Затем мы начали переговоры с Шохиным, и он согласился на наше предложение. Меня беседа с ним, содержание которой я, правда, не очень хорошо помню, также удовлетворила. Румянцев поначалу был не очень настроен в пользу Шохина, а у него была хорошая интуиция. И у него была какая-то другая кандидатура, о которой мы ничего не знали. Но, в конце концов, Олег переговорил с Ельциным, и вопрос о предоставлении нашей партии министерского портфеля в правительстве Силаева был решен. Россия получила шанс вернутся к «буржуазно-демократическому», по определению Ленина, Февралю!
Сценарий заработал. Вскоре мне позвонил Бурбулис, который в то время выполнял роль представителя Ельцина в парламенте, и спросил: «Где ваш Шохин? Ведите его немедленно к Силаеву. Председатель Совмина ждет». Забегали помощники. Начался поспешный розыск Шохина – это ведь, трудно поверить, - еще не было время мобильников. Наконец, в Белый Дом примчался запыхавшийся Шохин, и мы с ним поднялись в приемную Силаева. Нас действительно там уже ждали.

****************************************

ЗАДАНИЯ ДЛЯ ВЫПОЛНЕНИЯ —
1 - Кто в отрывке о назначении Шохина позвонил рассказчику и спросил, где Шохин?
2 - Объясните по отрывку о назначении Шохина, почему его розыск был поспешным и почему найти его оказалось непросто.
3 - Продолжите отрывок о назначении Шохина, начав сразу после его последней фразы.
Приведенные записи к этому отношения не имеют.

****************************************

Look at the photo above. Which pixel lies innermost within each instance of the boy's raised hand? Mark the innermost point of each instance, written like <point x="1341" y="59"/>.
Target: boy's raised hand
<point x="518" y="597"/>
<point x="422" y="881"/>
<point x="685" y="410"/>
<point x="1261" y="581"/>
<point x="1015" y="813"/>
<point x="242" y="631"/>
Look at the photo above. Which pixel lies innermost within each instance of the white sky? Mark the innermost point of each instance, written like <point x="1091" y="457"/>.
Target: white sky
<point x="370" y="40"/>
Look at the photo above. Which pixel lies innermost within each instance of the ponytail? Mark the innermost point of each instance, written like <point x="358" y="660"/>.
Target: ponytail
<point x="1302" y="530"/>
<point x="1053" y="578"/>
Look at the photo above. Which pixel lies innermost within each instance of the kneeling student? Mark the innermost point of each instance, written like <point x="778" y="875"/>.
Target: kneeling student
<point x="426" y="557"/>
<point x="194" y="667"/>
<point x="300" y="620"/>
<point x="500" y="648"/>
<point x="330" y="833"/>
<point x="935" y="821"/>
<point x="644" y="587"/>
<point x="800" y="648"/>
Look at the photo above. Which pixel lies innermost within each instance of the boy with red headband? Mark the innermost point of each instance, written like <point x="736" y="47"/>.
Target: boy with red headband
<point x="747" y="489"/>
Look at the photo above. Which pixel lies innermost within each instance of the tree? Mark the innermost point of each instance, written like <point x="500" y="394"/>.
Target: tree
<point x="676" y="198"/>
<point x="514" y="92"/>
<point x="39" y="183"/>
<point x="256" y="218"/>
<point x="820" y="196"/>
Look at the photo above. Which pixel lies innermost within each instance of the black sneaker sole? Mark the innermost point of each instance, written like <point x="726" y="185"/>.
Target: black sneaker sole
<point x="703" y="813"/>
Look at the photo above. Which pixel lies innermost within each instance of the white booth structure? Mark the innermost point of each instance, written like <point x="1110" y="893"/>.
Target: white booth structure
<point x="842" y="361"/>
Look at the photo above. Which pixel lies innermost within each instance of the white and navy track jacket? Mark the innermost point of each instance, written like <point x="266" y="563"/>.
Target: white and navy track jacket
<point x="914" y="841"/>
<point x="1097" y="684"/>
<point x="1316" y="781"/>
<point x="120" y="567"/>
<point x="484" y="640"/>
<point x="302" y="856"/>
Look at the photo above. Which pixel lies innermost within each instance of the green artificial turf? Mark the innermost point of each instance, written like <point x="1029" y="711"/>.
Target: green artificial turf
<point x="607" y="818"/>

****************************************

ОТВЕТЫ ПО ЗАДАНИЯМ —
1 - Бурбулис, который в то время был представителем Ельцина в парламенте.

2 - Бурбулис потребовал немедленно привести Шохина к Силаеву, потому что председатель Совмина уже ждал. Найти его быстро было трудно, так как мобильных телефонов тогда еще не было.

3 -
Шохин заметно волновался, и тут мне в голову пришло спросить его: „A что Вы скажете, если Силаев спросит о Вашей партийной принадлежности»? - «Ну, вряд ли он об этом спросит», - довольно уверенно ответил Шохин. –«Да Вы еще в КПСС , наверное, состоите»? – «Да, еще формально не вышел» . – «Ну, так вот что, скажете ему, что на днях выходите и вступаете в СДПР» - решительным шепотом продиктовал я Шохину в ухо. Что еще я мог ему сказать в такой сомнительной ситуации? Ельцин с подачи Румянцева рискнул пойти на такой важный шаг – создание двухпартийного правительства, а кандидат в министры от второй партии и в ус не дует, совершенно не сечет реальности.
И тут нас позвали в кабинет Силаева. Силаев был человек симпатичный, доброжелательный, но едва я представил Шохина, он задал ему тот самый сакраментальный вопрос о партийной принадлежности. «Президент придает этому большое значение. Министерский пост должен быть предоставлен представителю социал-демократической партии» - твердо сказал Силаев.
Когда мы вышли Шохин несколько раз поблагодарил меня за предупреждение. Теперь предстояло ждать указа о назначении Шохина, а затем ехать овладевать министерством, которое пока что находилось совсем в других руках.
Забавно, что в одном интервью Шохин рисует такую картину своего назначения.
«Бурбулис меня на работу нанимал министром труда вместе с Силаевым. Я с ним познакомился после первых выборов президента 12 июня 1991 года. Буквально в течение недели после них я у него уже сидел в кабинете и он меня водил к Силаеву. Тогда Силаев меня спросил: «Ты что, не член Социал-демократической партии и министром труда стать хочешь?» Я говорю: «Да я не очень хочу, это они хотят».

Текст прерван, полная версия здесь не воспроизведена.